(Directive): Images should be left out, and everything else in the listing reproduced exactly.

(Data provided):

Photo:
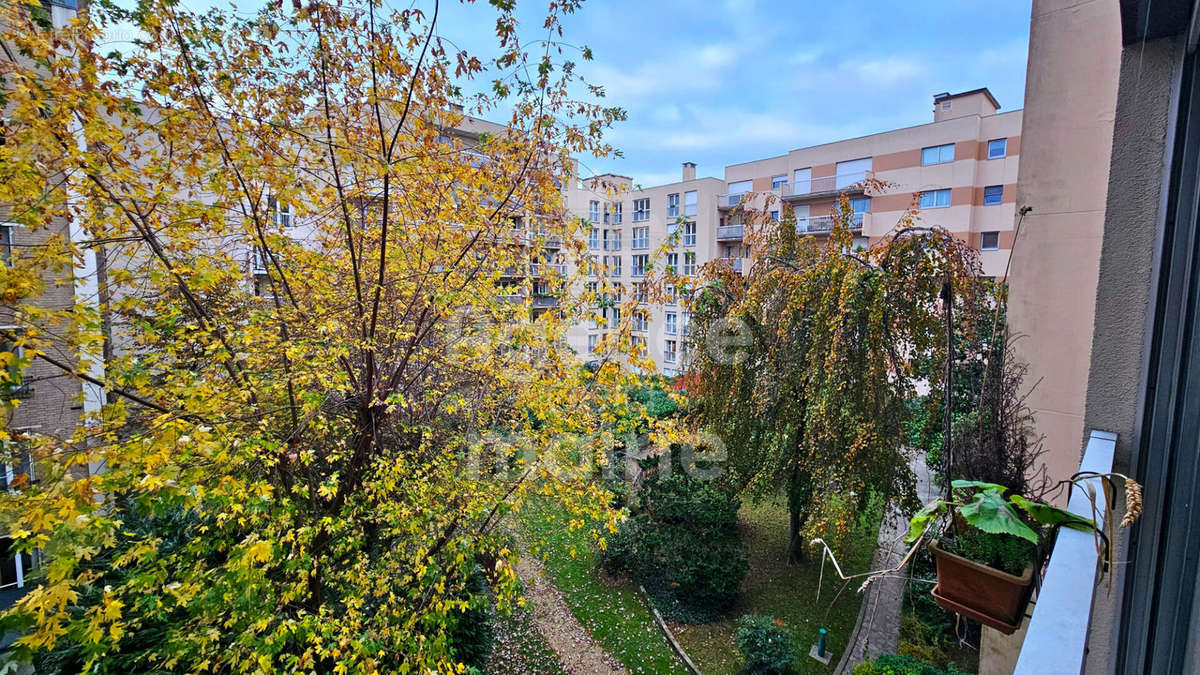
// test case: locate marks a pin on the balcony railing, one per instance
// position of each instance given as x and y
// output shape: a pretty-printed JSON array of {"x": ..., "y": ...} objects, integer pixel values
[
  {"x": 825, "y": 185},
  {"x": 810, "y": 225},
  {"x": 729, "y": 201},
  {"x": 1057, "y": 632},
  {"x": 730, "y": 232}
]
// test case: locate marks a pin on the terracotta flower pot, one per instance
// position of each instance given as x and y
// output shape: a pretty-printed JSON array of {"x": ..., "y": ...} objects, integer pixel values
[{"x": 983, "y": 593}]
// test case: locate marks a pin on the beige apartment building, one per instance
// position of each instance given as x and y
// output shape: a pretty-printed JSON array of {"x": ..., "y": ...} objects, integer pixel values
[{"x": 959, "y": 168}]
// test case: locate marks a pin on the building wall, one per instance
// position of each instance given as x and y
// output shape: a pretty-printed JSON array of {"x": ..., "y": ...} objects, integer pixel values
[{"x": 1066, "y": 143}]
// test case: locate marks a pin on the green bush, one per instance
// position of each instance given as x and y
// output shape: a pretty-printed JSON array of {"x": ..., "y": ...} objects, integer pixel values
[
  {"x": 901, "y": 664},
  {"x": 682, "y": 542},
  {"x": 767, "y": 649},
  {"x": 473, "y": 632}
]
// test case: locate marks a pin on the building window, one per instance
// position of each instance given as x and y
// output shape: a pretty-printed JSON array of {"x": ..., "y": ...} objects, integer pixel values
[
  {"x": 641, "y": 209},
  {"x": 641, "y": 322},
  {"x": 611, "y": 239},
  {"x": 6, "y": 236},
  {"x": 993, "y": 195},
  {"x": 641, "y": 238},
  {"x": 935, "y": 198},
  {"x": 640, "y": 263},
  {"x": 13, "y": 386},
  {"x": 689, "y": 263},
  {"x": 279, "y": 211},
  {"x": 937, "y": 154}
]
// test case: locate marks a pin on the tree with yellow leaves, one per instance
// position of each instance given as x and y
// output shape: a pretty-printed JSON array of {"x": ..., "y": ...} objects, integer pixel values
[{"x": 317, "y": 262}]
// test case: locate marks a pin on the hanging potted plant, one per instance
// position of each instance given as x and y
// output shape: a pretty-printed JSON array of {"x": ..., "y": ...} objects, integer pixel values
[{"x": 993, "y": 543}]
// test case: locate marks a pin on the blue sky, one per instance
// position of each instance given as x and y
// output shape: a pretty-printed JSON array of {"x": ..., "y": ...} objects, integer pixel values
[{"x": 719, "y": 82}]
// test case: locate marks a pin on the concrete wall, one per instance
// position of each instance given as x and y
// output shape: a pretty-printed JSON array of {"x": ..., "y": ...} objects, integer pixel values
[
  {"x": 1127, "y": 288},
  {"x": 1066, "y": 145}
]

(Reply):
Photo:
// test case: locate marks a pin on the balcony railing, one per instance
// position of each instance given as x and y
// output shape: a pretty-printed JSON array of {"x": ..., "y": ...} objects, integer pixel values
[
  {"x": 825, "y": 185},
  {"x": 810, "y": 225},
  {"x": 729, "y": 201},
  {"x": 1057, "y": 632},
  {"x": 730, "y": 232}
]
// test case: locate marks a pin on the terracotta flower pot, one per instance
// position of each instance given as x and y
// output shape: a pretty-printed JSON array of {"x": ..., "y": ...} objects, integer pixel values
[{"x": 983, "y": 593}]
// test case: locate marks a pin on the beige apartment building, one per instance
// position of each instance given as x and y
// output shape: a pretty-printed JSON array of {"x": ..., "y": ...} objects, integer pixel values
[{"x": 959, "y": 168}]
// test case: locate marks a pin on the building wall, one per instance
// position of each instance given as x and y
// output shape: a pretty-printed JSON array of {"x": ..., "y": ...} objects, integer pixel values
[{"x": 1066, "y": 143}]
// test case: locate marks a pin on the green bush, one per instance
// position of each instance given as x and y
// output shape: a pretty-printed JSON array of {"x": ..., "y": ...} objects, integer pixel values
[
  {"x": 901, "y": 664},
  {"x": 682, "y": 542},
  {"x": 767, "y": 649},
  {"x": 473, "y": 632}
]
// test case: locate marks a pin on the building window, one per instance
// position of each instance given as x and y
// output shape: a pretty-printed JSON array of {"x": ..., "y": ...} objects, integer pixel values
[
  {"x": 641, "y": 209},
  {"x": 641, "y": 322},
  {"x": 611, "y": 239},
  {"x": 6, "y": 236},
  {"x": 993, "y": 195},
  {"x": 641, "y": 238},
  {"x": 935, "y": 198},
  {"x": 640, "y": 263},
  {"x": 13, "y": 386},
  {"x": 689, "y": 263},
  {"x": 279, "y": 211},
  {"x": 937, "y": 154}
]
// test case: locate marks a pin on the tree with yellow leaves, one per instance
// position of each instance given as x and y
// output shape: a pretty-printed JSON array of {"x": ..., "y": ...} objects, integer pixel values
[{"x": 317, "y": 262}]
// test case: locate marks a pin on the hanging potted plant, one per instance
// position of each instance given as x and y
// output shape: a pretty-printed JSON array of {"x": ..., "y": ...} objects, integer pixel values
[{"x": 993, "y": 543}]
// test case: locate marks a pin on the blue sky, one per instance
// position of each instance given as x and y
// output shape: a pretty-printed JSON array of {"x": ..., "y": ...} objects, integer pixel values
[{"x": 719, "y": 82}]
// test case: locate marks a pin on the concrete wall, one per instance
// position of each instance given as x and y
// output shape: a pretty-printed JSON array of {"x": ..., "y": ...} objects, integer pixel values
[
  {"x": 1127, "y": 288},
  {"x": 1066, "y": 145}
]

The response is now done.